▶ Task goal:
Which lines of the data below contain "leaf"? Please show them all.

▶ Exercise data:
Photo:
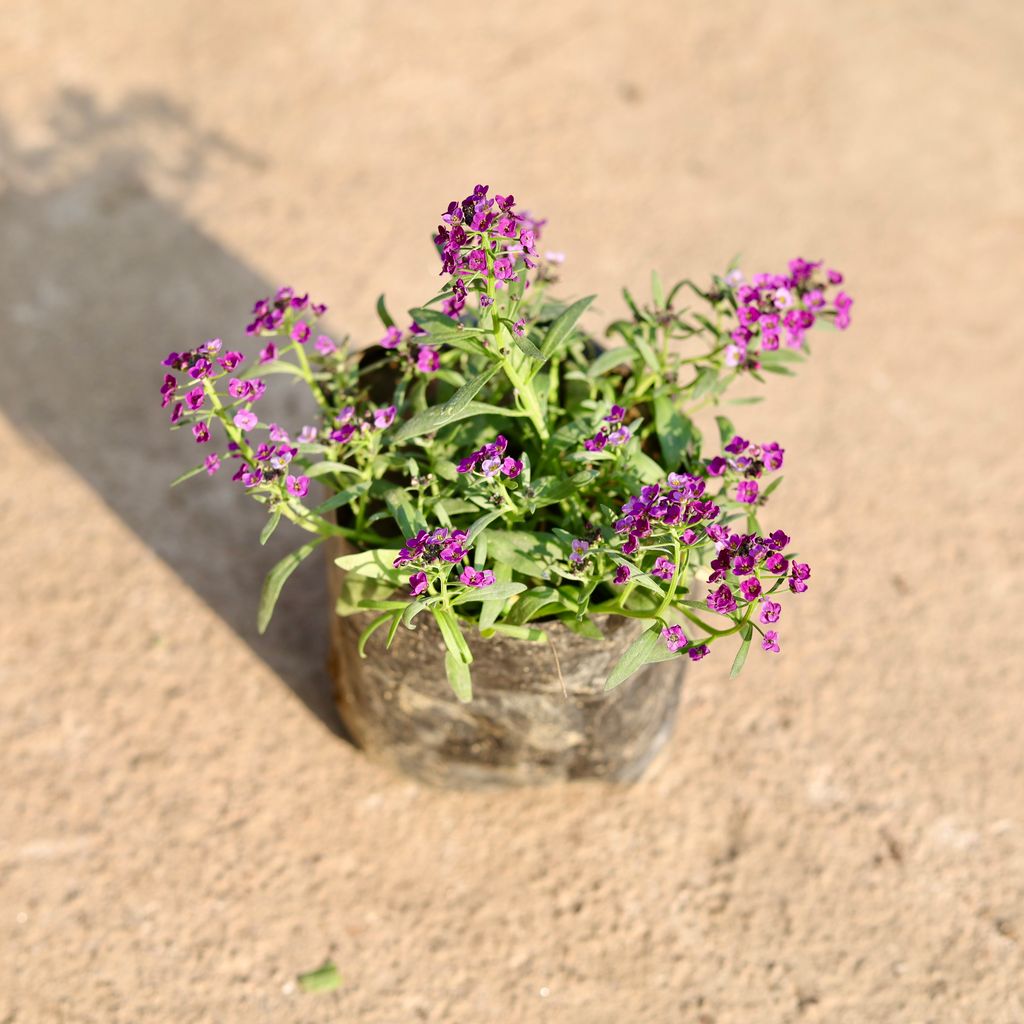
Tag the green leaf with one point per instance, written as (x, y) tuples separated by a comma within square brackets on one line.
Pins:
[(524, 344), (647, 648), (187, 474), (452, 634), (375, 564), (270, 526), (559, 332), (675, 431), (529, 554), (322, 468), (386, 318), (457, 408), (342, 498), (403, 512), (460, 678), (726, 431), (275, 580), (497, 592), (737, 666), (324, 979)]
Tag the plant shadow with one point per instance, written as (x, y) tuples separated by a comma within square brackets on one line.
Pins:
[(102, 274)]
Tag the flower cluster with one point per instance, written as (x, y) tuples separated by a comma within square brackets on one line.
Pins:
[(677, 505), (748, 461), (424, 357), (489, 461), (269, 313), (347, 424), (773, 303), (484, 235)]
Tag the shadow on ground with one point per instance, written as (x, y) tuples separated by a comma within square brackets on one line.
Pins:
[(99, 278)]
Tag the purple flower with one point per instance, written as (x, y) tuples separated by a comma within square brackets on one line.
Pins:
[(580, 549), (298, 486), (664, 568), (383, 418), (201, 369), (747, 492), (392, 339), (427, 360), (674, 637), (722, 600), (472, 578), (229, 360)]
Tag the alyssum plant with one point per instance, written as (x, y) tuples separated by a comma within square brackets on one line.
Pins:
[(498, 468)]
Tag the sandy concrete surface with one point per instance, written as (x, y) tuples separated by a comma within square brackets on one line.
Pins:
[(836, 837)]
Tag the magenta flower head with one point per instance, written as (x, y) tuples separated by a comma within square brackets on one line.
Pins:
[(298, 486), (383, 418), (427, 359), (674, 637), (664, 568), (747, 492), (722, 600), (326, 346), (474, 578)]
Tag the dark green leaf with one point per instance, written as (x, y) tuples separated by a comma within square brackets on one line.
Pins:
[(275, 580), (457, 408), (270, 526), (675, 431), (647, 648), (559, 332)]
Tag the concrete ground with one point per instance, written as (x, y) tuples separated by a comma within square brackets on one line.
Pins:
[(836, 837)]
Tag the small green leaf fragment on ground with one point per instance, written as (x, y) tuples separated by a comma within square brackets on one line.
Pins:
[(324, 979)]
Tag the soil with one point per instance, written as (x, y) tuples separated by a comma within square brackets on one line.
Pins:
[(838, 836)]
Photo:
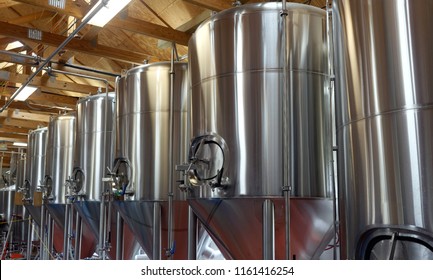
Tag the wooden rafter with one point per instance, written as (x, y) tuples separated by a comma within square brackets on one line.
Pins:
[(20, 32)]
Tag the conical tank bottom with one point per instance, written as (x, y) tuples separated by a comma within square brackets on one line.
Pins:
[(35, 213), (88, 242), (139, 216), (89, 212), (236, 226)]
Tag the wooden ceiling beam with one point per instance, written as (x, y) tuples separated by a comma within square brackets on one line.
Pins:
[(15, 137), (73, 8), (25, 115), (21, 123), (47, 82), (31, 17), (13, 129), (7, 3), (83, 46), (150, 29), (212, 5)]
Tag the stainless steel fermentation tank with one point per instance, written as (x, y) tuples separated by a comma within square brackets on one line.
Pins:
[(94, 154), (58, 167), (250, 132), (143, 155), (35, 171), (384, 66)]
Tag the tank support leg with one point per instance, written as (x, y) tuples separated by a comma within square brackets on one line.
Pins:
[(268, 230)]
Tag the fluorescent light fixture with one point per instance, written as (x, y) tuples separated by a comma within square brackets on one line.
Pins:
[(20, 144), (25, 93), (106, 13)]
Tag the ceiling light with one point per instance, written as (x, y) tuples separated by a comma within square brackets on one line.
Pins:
[(25, 93), (20, 144), (112, 8)]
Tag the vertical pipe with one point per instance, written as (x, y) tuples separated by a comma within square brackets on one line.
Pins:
[(170, 158), (43, 240), (286, 191), (288, 142), (66, 233), (192, 234), (119, 236), (50, 235), (29, 238), (330, 41), (101, 241), (268, 230), (156, 238), (78, 235)]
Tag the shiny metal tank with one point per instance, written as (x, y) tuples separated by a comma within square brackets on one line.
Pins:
[(142, 153), (7, 195), (36, 153), (60, 154), (21, 169), (237, 90), (384, 66), (241, 118), (95, 120), (143, 127)]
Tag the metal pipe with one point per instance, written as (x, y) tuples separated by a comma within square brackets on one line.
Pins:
[(330, 40), (50, 235), (192, 234), (42, 239), (119, 236), (101, 241), (49, 69), (66, 233), (59, 48), (29, 239), (288, 142), (268, 230), (393, 244), (170, 157), (37, 59), (107, 239), (287, 193), (78, 236), (156, 238)]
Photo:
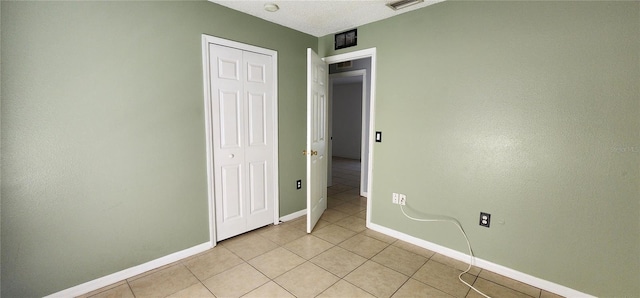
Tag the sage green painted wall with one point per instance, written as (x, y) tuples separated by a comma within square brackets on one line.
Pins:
[(527, 110), (103, 140)]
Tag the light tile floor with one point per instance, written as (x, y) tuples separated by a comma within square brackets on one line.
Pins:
[(340, 258)]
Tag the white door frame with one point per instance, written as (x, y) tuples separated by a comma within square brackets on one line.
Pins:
[(206, 40), (367, 53), (363, 139)]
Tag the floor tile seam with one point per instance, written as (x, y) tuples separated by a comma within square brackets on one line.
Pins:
[(495, 283), (466, 263), (358, 286), (413, 253), (354, 269), (130, 288), (332, 245), (282, 286), (400, 287), (383, 265), (294, 267), (433, 287)]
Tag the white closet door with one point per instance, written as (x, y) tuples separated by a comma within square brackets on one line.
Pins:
[(243, 139)]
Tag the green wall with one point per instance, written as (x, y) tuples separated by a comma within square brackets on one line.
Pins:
[(103, 140), (527, 110)]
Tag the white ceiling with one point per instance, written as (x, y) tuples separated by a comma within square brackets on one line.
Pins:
[(320, 18)]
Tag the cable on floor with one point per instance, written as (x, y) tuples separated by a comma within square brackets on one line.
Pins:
[(457, 223)]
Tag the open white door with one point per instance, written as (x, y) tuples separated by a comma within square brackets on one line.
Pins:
[(316, 152)]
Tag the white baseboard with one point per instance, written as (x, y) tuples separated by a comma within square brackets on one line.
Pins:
[(499, 269), (130, 272), (294, 215)]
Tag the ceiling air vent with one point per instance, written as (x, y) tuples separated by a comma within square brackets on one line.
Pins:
[(397, 5)]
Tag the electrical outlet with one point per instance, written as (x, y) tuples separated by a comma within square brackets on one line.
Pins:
[(485, 219), (403, 199)]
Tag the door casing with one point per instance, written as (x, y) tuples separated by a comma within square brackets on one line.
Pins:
[(362, 74), (367, 53), (206, 40)]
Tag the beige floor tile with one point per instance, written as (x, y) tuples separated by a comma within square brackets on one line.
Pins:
[(117, 290), (249, 246), (333, 233), (352, 223), (376, 279), (349, 208), (343, 289), (364, 245), (494, 290), (164, 282), (308, 246), (299, 223), (306, 280), (415, 249), (510, 283), (338, 187), (379, 236), (271, 290), (197, 290), (462, 266), (338, 261), (151, 271), (414, 288), (444, 278), (281, 234), (212, 262), (276, 262), (400, 260), (348, 196), (319, 225), (332, 202), (236, 281), (332, 215)]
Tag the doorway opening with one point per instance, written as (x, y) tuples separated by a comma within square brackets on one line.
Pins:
[(351, 94)]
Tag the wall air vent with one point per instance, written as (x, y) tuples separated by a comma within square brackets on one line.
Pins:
[(397, 5), (343, 65)]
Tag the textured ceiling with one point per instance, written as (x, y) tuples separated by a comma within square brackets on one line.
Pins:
[(320, 18)]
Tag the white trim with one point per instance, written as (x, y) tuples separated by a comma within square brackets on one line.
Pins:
[(130, 272), (294, 215), (206, 41), (367, 53), (484, 264), (208, 140)]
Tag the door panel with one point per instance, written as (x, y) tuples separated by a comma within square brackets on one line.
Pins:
[(316, 138), (257, 119), (242, 110)]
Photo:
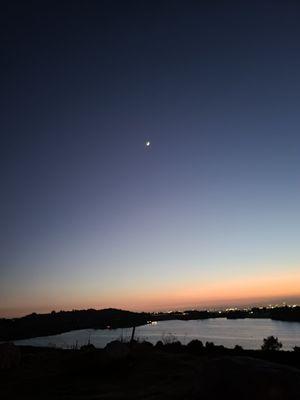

▶ Result below:
Tag the green leaf with one point per instance, written as (x, y) tuples separated by a comma within square brackets on one line.
Tag the dark green leaf with one point per instance, written as (x, y) tuples separated by a comma within square brackets on one line.
Tag the small green leaf fragment on ground with one point per instance, written as (x, y) tuples separated by a comma within square brackets on one line.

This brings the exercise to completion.